> **What to do**:
• 1. According to the account of the fall of Hīt, where did the Iraqi forces retreat after abandoning the military base on October 13?
• 2. Continue the account of the fall of Hīt from the point where it stops.

> **Document extract**:
The Fall of Hīt was the capture of the important Iraqi town of Hīt by IS, which cut off the road leading to nearby Haditha.

==Events==
On October 2, it was reported that a major battle had broken out in the city of Hīt. IS claimed that they had taken control of the city, but pro-government fighters said that fighting was ongoing. However, the following day, Iraqi officials said that 90% of the town was not under their control. IS flags were reportedly flying on government buildings, including the governor's office and police station. The assault began after a suicide bomber attacked the city, according to Iraqi officials. They looted many tanks and other military equipment as well. There were also unconfirmed reports that they left the town as a result of coalition airstrikes.

On October 5, a suicide bomber detonated an explosive-rigged vehicles into a military checkpoint near the entrance of the city, killing 3 and wounding 5. The suicide bombing took place in the eastern part of the city, and killed Capt. Mohammed Saad as well.

On October 13, IS took control of a major military base in the region, after Iraqi forces abandoned it. Coalition airstrikes failed to dislodge the militants, and a large number of refugees had to flee the town. 50% of the population had fled the town due to the airstrikes as well. They retreated to the Asad Airbase, which included many senior officers among them. IS captured more equipment, including 3 tanks and other vehicles.

Point localization data

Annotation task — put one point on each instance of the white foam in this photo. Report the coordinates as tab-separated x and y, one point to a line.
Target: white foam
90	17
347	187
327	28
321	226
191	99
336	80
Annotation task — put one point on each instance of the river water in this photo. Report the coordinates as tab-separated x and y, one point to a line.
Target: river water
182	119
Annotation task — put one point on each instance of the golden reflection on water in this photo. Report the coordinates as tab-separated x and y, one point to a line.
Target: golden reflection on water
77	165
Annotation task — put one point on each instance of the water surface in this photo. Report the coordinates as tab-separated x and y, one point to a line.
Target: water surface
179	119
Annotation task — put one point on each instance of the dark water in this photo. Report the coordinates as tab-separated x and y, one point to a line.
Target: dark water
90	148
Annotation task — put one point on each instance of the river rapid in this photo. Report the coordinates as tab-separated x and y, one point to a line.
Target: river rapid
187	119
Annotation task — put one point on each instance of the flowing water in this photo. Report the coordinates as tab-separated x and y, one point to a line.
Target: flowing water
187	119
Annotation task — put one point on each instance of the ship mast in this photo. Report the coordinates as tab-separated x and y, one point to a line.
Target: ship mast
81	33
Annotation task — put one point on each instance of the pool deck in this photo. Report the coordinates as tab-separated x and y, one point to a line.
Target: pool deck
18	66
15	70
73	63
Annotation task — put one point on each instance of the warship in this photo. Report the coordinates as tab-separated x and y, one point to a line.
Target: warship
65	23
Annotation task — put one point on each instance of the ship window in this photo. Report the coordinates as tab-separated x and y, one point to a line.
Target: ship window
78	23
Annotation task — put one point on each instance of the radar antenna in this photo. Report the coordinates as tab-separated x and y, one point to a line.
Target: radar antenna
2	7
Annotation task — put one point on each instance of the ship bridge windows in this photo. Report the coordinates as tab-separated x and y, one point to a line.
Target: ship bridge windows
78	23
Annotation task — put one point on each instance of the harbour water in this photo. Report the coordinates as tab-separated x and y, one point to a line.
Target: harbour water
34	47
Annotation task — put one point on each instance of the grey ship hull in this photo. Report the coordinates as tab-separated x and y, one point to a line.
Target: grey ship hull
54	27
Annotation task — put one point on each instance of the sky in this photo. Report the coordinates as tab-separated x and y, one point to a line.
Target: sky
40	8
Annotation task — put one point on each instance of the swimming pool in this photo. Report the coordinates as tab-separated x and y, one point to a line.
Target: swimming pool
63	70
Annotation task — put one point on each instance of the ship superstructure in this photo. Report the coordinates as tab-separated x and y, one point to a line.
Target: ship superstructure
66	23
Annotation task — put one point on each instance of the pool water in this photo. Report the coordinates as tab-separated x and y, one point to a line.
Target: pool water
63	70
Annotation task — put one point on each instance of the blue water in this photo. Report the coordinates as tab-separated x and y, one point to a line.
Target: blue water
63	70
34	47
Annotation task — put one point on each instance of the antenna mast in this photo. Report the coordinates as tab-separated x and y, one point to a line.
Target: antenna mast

> **Responses by task**:
• 1. They retreated to the Asad Airbase.

• 2.
===Refugee crisis===
During and after the fighting, many people fled Hīt and other places in the Anbar Province. According to UN officials, more than 180,000 people were displaced because the fighting, and many have gone to government-held areas of Ramadi. Many civilians were left in need of food, blankets and medical supplies.

===War crimes===
After the fall of the town, IS executed several members of the Albu Nimr tribe, because they had fought against them. Many have been abducted from their homes, and their fate is unknown. However, they are widely believed to be dead. A mass grave was discovered outside the city, which had the bodies of 200 people, and an additional 48 fighters were paraded through the streets before being executed. Despite this, the tribe said that they will try to retake the city.